ASSIGNMENT
Lines from the one containing "TARGET = brick paved path" through the end of the data below are to be transcribed exactly; leave out all others.

STUDY MATERIAL Start Marker

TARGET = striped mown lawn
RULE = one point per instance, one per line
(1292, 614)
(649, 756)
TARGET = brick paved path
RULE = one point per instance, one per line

STUDY MATERIAL End Marker

EXERCISE SOLUTION
TARGET = brick paved path
RULE = one point per instance, one per line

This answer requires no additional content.